_Work to complete_
Produce a verbatim transcript of the entries below, excluding pictures.

_Records supplied_
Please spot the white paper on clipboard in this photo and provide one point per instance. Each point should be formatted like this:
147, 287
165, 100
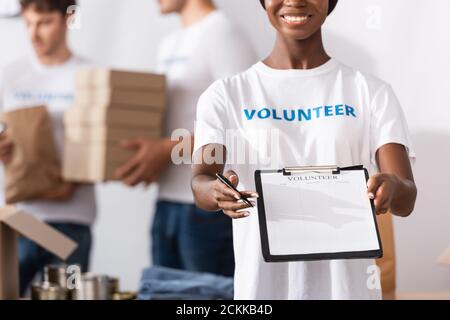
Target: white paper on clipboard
318, 216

_Output of the task_
Please spot the white paper on clipboard in this photo and provide one point per instance. Each point should be formatted like this:
147, 287
165, 100
Target: white paper on clipboard
318, 216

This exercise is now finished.